STATED PROBLEM 1: Please display every line of the entries that contains the word "roof". Uppercase and lowercase count as different.

Konzertwaltzer, Ave Maria Op.41; Die Spinnerin Op.59 No.2
Jacques OFFENBACH (1819 – 1880)

Adagio; Scherzo
Georg GOLTERMAN (1824 – 1898)

Deux Morceaux de Salon Op.53: No.2 Nocturne; No.1 Religioso
Julius KLENGEL (1859 – 1933)

Four Pieces Op.3: Lied Ohne Worte; Gavotte; Wiegenlied; Marsch
Two Pieces Op.5: Serenade; Humoreske
Friedrich GRÜTZMACHER (1832 – 1903)

Consecration Hymn Op.65
Guillaume PAQUE (1825 – 1876)

Souvenir de Curis
The Cellists of The London Mozart Players: 1 Sebastian Comberti; 2 Julia Desbruslais; 3 Ben Chappell; 4 Sarah Butcher
Recorded: 23rd to 25th January 2002 at St Silas, London NW5
CELLO CLASSICS CC 1007 [66.32]

 

The sound of an ensemble of cellos can be truly mesmerising and it is astonishing that the genre does not enjoy greater popularity.

Is this disc is representative of the repertoire for cello quartet. If so it would appear that it has primarily been distinguished cello virtuosi of the past who have until now been alert to the possibility of four cellos assuming the traditional roles of the two violins, viola and cello of the conventional string quartet instrumentation.

More recently however, many eminent and some more contemporary composers have begun to direct their attention at this genre. They include Villa-Lobos in his Bachianas Brasileiras, Arvo Pärt, Pierre Boulez and Luciano Berio.

The four cellists of The London Mozart Players present a stimulating disc of original compositions for cello quartet. This proves to be as refreshing as it is remarkable, not only for its technical excellence, but above all for its elevating musical joie de vivre.

THE INPUT:
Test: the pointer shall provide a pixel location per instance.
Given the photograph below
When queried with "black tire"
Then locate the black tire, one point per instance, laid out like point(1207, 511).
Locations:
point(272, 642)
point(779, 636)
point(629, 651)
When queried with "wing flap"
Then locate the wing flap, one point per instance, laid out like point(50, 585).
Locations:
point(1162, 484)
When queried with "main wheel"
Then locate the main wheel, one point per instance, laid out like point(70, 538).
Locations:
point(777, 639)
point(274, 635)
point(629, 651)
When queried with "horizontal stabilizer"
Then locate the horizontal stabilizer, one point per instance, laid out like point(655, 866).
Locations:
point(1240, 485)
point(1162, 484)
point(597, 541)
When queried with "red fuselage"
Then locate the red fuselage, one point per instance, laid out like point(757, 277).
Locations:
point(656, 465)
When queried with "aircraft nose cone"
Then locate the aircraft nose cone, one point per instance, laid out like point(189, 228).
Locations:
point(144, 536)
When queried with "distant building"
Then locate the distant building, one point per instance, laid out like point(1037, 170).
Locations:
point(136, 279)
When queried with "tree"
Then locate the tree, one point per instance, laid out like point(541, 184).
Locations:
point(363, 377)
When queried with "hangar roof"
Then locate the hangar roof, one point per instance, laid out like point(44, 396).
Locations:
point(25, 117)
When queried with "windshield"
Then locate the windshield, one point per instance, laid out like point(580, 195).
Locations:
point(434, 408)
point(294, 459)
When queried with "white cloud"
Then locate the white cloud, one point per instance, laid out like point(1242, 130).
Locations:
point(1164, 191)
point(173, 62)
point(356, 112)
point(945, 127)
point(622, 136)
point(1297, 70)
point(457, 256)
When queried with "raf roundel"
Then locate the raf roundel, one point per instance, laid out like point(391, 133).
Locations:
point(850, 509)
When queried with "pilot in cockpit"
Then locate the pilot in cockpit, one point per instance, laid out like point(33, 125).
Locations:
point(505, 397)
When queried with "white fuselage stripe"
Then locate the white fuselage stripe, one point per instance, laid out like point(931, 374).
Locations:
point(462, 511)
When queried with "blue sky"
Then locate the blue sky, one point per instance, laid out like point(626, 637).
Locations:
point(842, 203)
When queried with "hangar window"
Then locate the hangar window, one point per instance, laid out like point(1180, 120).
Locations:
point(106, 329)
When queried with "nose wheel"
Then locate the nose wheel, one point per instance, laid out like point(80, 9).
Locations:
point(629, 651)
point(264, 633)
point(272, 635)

STATED PROBLEM 2: Reproduce the cello quartet disc review word for word, everything from "Deux Morceaux de" down to "(1825 – 1876)".

TASK ANSWER 1:
When queried with "hangar roof"
Then locate the hangar roof, one point per instance, laid out like point(44, 396).

TASK ANSWER 2:
Deux Morceaux de Salon Op.53: No.2 Nocturne; No.1 Religioso
Julius KLENGEL (1859 – 1933)

Four Pieces Op.3: Lied Ohne Worte; Gavotte; Wiegenlied; Marsch
Two Pieces Op.5: Serenade; Humoreske
Friedrich GRÜTZMACHER (1832 – 1903)

Consecration Hymn Op.65
Guillaume PAQUE (1825 – 1876)